[Start Provided text]

%Paper: hep-th/9405054
%From: VAL@sns.ias.edu
%Date: 09 May 1994 15:16:29 -0400 (EDT)

\documentstyle[preprint,aps]{revtex}
\def\btt#1{{\tt$\backslash$#1}}
\begin{document}
\draft
\preprint{IASSNS-HEP-93/52}
\title{ Algebraic and geometric aspects of generalized quantum
dynamics\\
}
\author{Stephen L. Adler\\}
\address{
Institute for Advanced Study\\
Princeton, NJ 08540\\
}
\author{Yong--Shi Wu\\}
\address{
Department of Physics\\
University of Utah\\
Salt Lake City, UT 84112\\
}
\date{\today}
\maketitle
\begin{abstract}
We briefly discuss some algebraic and geometric aspects
of the generalized Poisson bracket and non--commutative phase
space for generalized quantum dynamics, which are analogous
to properties of the classical Poisson bracket and
ordinary symplectic structure.
\end{abstract}
\pacs{
{\tt$\backslash$\string pacs\{\}}
}
\narrowtext

\section*{}

Recently, one of us (SLA) has proposed a generalization of Heisenberg
picture quantum mechanics, termed {\it generalized quantum dynamics},
which gives a Hamiltonian dynamics for general non--commutative degrees of
freedom.\cite{1,2}  The formalism permits the direct derivation of
equations of motion for field operators, without first proceeding
through the intermediate step of ``quantizing'' a classical theory.  In
a complex Hilbert space, generalized quantum dynamics gives results
compatible with standard canonical quantization.  It is also applicable
to the construction of quantum field theories in quaternionic Hilbert
spaces, where canonical methods fail, basically because the {\it matrix
elements} of operators are themselves elements of the non--commutative
quaternion algebra.  It is hoped that the methods of generalized quantum
dynamics will facilitate answering the question of whether quantum field
theories in quaternionic Hilbert space are relevant to the unification
of the standard model forces with gravitation at energies above the GUT
scale.

[End Provided text]

**Task statement**
In the paper on generalized quantum dynamics, in what kind of Hilbert spaces do canonical methods fail?

[Start Data excerpts]

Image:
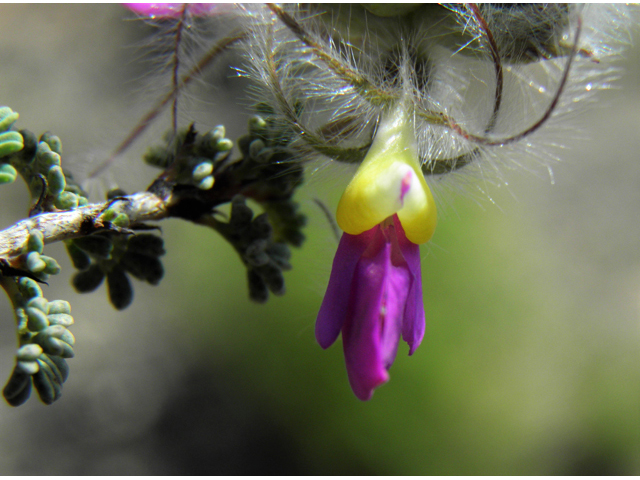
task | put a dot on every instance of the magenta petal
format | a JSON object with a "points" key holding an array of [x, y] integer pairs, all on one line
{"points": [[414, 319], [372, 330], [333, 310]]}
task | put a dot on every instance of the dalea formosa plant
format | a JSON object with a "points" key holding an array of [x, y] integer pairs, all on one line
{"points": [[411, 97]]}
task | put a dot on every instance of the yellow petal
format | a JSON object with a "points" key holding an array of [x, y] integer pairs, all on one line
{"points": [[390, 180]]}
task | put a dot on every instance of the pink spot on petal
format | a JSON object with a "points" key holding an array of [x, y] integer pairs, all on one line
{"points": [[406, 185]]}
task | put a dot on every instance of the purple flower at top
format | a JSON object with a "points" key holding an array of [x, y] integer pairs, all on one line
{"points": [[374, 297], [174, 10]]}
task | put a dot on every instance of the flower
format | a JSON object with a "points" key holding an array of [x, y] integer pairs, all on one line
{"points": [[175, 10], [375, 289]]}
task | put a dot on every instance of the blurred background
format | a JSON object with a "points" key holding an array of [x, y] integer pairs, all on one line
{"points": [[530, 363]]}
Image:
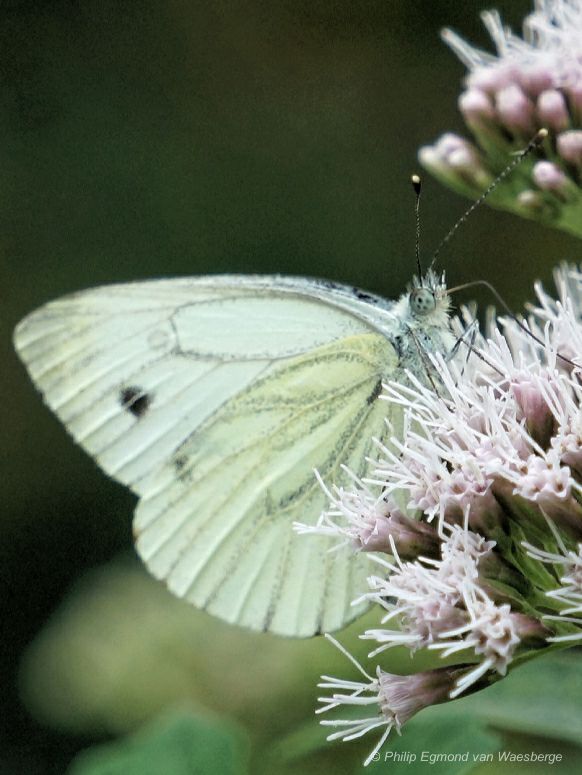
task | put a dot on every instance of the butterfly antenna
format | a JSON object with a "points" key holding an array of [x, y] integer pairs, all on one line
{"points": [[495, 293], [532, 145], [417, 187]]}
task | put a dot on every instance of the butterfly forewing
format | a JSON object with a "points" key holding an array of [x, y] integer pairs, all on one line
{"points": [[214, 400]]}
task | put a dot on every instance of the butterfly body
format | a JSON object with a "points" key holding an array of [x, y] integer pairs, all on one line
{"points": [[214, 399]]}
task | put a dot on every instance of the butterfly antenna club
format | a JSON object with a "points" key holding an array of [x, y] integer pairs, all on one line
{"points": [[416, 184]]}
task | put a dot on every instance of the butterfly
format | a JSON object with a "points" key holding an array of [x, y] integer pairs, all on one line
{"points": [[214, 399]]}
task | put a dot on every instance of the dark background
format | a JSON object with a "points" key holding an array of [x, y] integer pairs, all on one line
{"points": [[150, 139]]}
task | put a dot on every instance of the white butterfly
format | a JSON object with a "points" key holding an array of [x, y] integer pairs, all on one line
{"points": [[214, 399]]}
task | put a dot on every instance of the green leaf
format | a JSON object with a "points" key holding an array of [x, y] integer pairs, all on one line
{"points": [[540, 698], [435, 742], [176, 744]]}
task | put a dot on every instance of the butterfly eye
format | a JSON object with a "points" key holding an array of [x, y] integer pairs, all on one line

[End Data excerpts]

**Answer to this problem**
Quaternionic Hilbert spaces.